> [Page text]
"""

No chance you have a functioning brain brother


----------



## Simone Nobili (Jun 6, 2020)

Jfl bro just reading that is too high iq for me


----------



## Descartes (Jun 7, 2020)

Imagine being so low IQ you have to cheat in the first place, I already finished university (Law) but it was so easy to learn everything even by just reading things once, if you are writing down all these notes for cheating how can you forget them so easily?


----------



## Rochefort6 (Jun 7, 2020)

Descartes said:


> Imagine being so low IQ you have to cheat in the first place, I already finished university (Law) but it was so easy to learn everything even by just reading things once, if you are writing down all these notes for cheating how can you forget them so easily?


high IQ, adhd. Good for you.


----------



## UltimateAesthetics (Jun 7, 2020)

Good to know if I was still in school. However, by the time you have finished preparing your elaborate set-up, Giga IQ Chad has already aced the exam without needing to cheat or go through this hassle


----------



## italian2001 (Jun 7, 2020)

C'mon.
Just use a virtual machine or teamviewer and 2 PCs.


----------



## Rochefort6 (Jun 8, 2020)

italian2001 said:


> C'mon.
> Just use a virtual machine or teamviewer and 2 PCs.


Doesn’t work + way more suspicious


UltimateAesthetics said:


> Good to know if I was still in school. However, by the time you have finished preparing your elaborate set-up, Giga IQ Chad has already aced the exam without needing to cheat or go through this hassle


Stfu


----------



## Julian (Jun 8, 2020)

Cool but doesnt for me as I have to put my phone in my room as a camera on me and my whole desk so teachers can see what I do, can also see my screen


----------



## Rochefort6 (Jun 8, 2020)

"""

> [Extracted information]
"""

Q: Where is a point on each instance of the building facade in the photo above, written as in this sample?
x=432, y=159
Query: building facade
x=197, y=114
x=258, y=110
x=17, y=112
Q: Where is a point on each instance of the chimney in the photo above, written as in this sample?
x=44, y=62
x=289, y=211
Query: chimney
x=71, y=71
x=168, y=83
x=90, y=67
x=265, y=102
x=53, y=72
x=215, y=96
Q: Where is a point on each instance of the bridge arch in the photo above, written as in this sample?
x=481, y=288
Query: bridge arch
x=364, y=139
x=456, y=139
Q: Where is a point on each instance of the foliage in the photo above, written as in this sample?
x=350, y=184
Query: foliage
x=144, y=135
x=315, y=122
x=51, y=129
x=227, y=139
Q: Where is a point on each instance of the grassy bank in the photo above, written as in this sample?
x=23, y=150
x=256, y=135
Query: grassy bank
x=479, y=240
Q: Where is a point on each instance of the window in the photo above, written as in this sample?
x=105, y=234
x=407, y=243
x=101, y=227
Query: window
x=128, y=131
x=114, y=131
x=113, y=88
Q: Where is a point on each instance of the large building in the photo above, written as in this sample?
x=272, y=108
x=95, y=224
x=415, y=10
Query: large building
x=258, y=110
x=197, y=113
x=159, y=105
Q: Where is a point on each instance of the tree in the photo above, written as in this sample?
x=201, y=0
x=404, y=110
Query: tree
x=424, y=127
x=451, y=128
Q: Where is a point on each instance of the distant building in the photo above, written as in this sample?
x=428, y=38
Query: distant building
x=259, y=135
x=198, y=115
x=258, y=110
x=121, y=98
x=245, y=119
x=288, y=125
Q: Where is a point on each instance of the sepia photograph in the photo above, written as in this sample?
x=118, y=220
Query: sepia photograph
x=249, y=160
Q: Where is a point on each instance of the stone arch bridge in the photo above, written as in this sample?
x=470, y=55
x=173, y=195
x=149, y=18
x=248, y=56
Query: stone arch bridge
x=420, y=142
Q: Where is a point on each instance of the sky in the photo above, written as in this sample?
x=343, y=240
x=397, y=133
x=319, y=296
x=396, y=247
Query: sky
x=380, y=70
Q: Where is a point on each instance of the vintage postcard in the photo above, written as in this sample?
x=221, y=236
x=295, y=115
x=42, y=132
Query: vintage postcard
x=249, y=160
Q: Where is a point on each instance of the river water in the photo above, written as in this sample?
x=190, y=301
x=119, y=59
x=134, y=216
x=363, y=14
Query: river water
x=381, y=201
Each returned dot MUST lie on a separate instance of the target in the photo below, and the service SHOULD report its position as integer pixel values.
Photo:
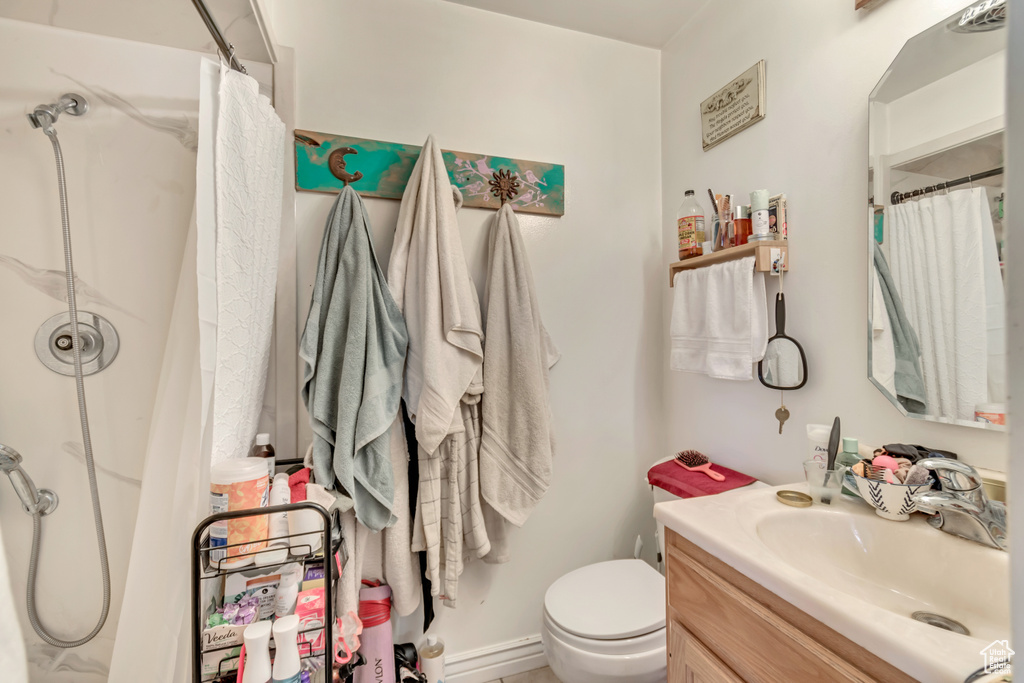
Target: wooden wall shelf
(760, 250)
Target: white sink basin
(860, 574)
(902, 566)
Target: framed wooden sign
(737, 105)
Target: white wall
(131, 175)
(822, 59)
(488, 83)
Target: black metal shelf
(204, 568)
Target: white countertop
(726, 526)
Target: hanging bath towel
(443, 376)
(354, 350)
(516, 447)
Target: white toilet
(604, 623)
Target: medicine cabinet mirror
(936, 299)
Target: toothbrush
(694, 461)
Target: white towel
(430, 282)
(719, 321)
(930, 239)
(516, 447)
(250, 168)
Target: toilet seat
(617, 600)
(624, 646)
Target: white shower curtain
(214, 367)
(945, 266)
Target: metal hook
(336, 163)
(505, 186)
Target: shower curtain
(215, 361)
(945, 265)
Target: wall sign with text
(737, 105)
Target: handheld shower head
(34, 500)
(9, 459)
(45, 116)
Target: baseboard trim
(491, 664)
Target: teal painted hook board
(386, 167)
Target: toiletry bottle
(262, 449)
(848, 458)
(690, 221)
(432, 659)
(288, 593)
(759, 221)
(741, 224)
(257, 639)
(287, 665)
(278, 524)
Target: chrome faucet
(961, 507)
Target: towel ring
(336, 163)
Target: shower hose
(86, 438)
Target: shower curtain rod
(897, 198)
(225, 48)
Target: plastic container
(278, 524)
(263, 450)
(690, 222)
(432, 659)
(741, 225)
(257, 639)
(305, 527)
(760, 228)
(287, 666)
(817, 442)
(848, 458)
(288, 593)
(239, 483)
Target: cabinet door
(690, 662)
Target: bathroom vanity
(759, 591)
(724, 628)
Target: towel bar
(760, 250)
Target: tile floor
(536, 676)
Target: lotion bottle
(257, 639)
(287, 665)
(265, 451)
(278, 530)
(432, 659)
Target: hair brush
(694, 461)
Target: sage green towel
(353, 346)
(909, 381)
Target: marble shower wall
(131, 169)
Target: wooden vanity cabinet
(724, 628)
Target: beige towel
(386, 556)
(516, 446)
(450, 522)
(430, 282)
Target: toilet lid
(608, 600)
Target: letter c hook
(336, 162)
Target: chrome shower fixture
(45, 116)
(41, 501)
(981, 16)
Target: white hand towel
(719, 321)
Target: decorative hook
(505, 186)
(336, 162)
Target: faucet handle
(953, 475)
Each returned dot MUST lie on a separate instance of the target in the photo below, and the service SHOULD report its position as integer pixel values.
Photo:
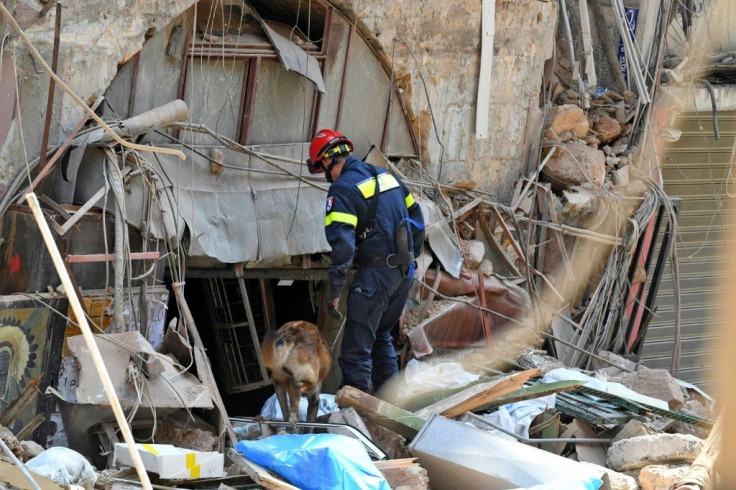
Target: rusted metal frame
(75, 259)
(485, 227)
(64, 251)
(232, 55)
(341, 100)
(269, 310)
(204, 368)
(59, 151)
(52, 88)
(248, 99)
(134, 82)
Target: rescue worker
(381, 233)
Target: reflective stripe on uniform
(341, 218)
(385, 180)
(409, 201)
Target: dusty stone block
(473, 251)
(619, 481)
(657, 383)
(566, 117)
(606, 127)
(661, 477)
(577, 165)
(638, 452)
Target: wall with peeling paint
(435, 52)
(96, 36)
(436, 59)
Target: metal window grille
(237, 336)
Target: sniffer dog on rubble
(299, 359)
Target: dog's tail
(268, 348)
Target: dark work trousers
(375, 303)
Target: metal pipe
(52, 87)
(573, 440)
(118, 191)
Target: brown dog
(299, 360)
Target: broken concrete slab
(657, 383)
(577, 164)
(566, 117)
(619, 481)
(172, 389)
(457, 455)
(656, 477)
(638, 452)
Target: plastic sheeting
(242, 214)
(319, 462)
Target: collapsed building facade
(535, 152)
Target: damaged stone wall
(436, 62)
(436, 59)
(96, 37)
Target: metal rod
(52, 87)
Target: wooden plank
(478, 395)
(535, 391)
(380, 412)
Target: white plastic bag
(65, 466)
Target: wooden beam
(477, 395)
(380, 412)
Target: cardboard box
(172, 462)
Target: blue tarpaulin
(316, 461)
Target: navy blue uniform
(377, 295)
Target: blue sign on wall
(632, 17)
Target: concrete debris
(637, 452)
(657, 477)
(633, 428)
(577, 164)
(564, 118)
(657, 383)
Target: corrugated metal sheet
(695, 169)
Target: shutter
(695, 169)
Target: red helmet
(325, 140)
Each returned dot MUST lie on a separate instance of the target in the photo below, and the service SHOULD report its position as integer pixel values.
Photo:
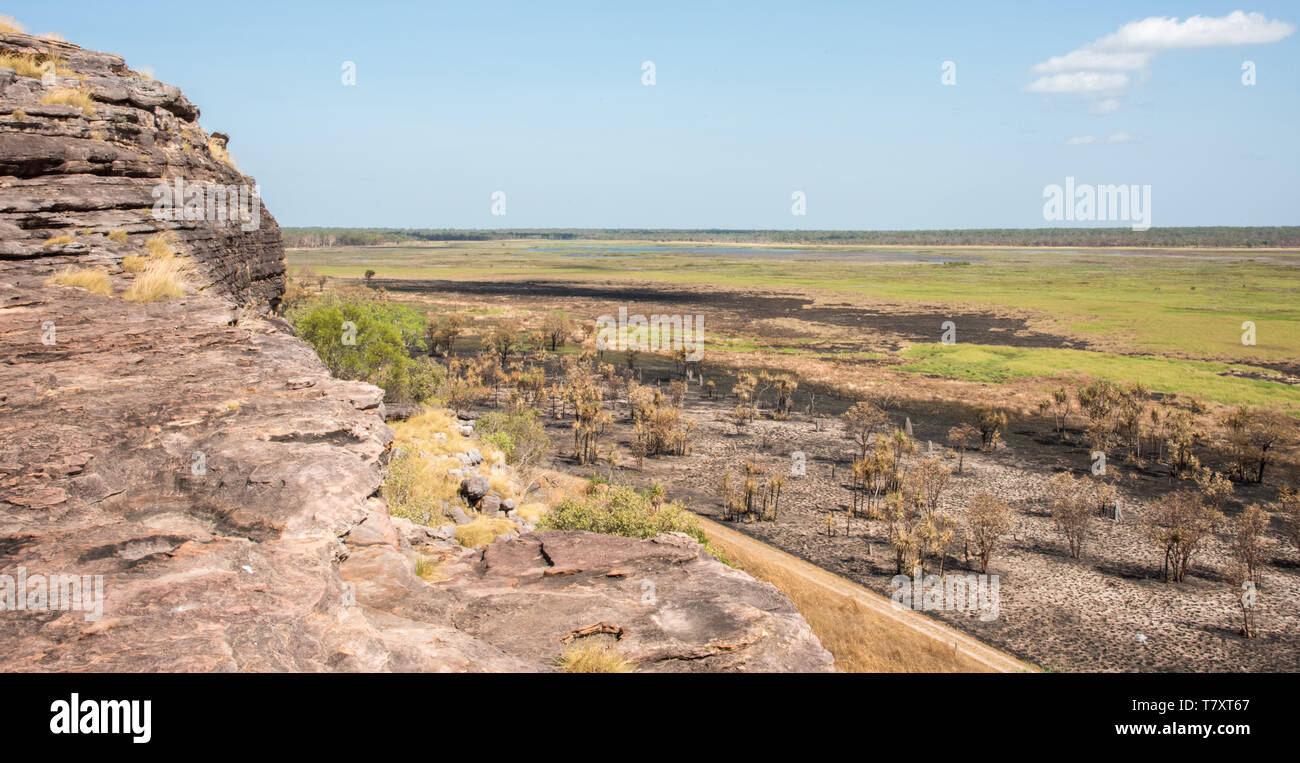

"""

> [Exercise goal]
Please print the whole forum thread about exam cheating from the top of the page, word for word.

> [Task result]
No chance you have a functioning brain brother


----------



## Simone Nobili (Jun 6, 2020)

Jfl bro just reading that is too high iq for me


----------



## Descartes (Jun 7, 2020)

Imagine being so low IQ you have to cheat in the first place, I already finished university (Law) but it was so easy to learn everything even by just reading things once, if you are writing down all these notes for cheating how can you forget them so easily?


----------



## Rochefort6 (Jun 7, 2020)

Descartes said:


> Imagine being so low IQ you have to cheat in the first place, I already finished university (Law) but it was so easy to learn everything even by just reading things once, if you are writing down all these notes for cheating how can you forget them so easily?


high IQ, adhd. Good for you.


----------



## UltimateAesthetics (Jun 7, 2020)

Good to know if I was still in school. However, by the time you have finished preparing your elaborate set-up, Giga IQ Chad has already aced the exam without needing to cheat or go through this hassle


----------



## italian2001 (Jun 7, 2020)

C'mon.
Just use a virtual machine or teamviewer and 2 PCs.


----------



## Rochefort6 (Jun 8, 2020)

italian2001 said:


> C'mon.
> Just use a virtual machine or teamviewer and 2 PCs.


Doesn’t work + way more suspicious


UltimateAesthetics said:


> Good to know if I was still in school. However, by the time you have finished preparing your elaborate set-up, Giga IQ Chad has already aced the exam without needing to cheat or go through this hassle


Stfu


----------



## Julian (Jun 8, 2020)

Cool but doesnt for me as I have to put my phone in my room as a camera on me and my whole desk so teachers can see what I do, can also see my screen


----------



## Rochefort6 (Jun 8, 2020)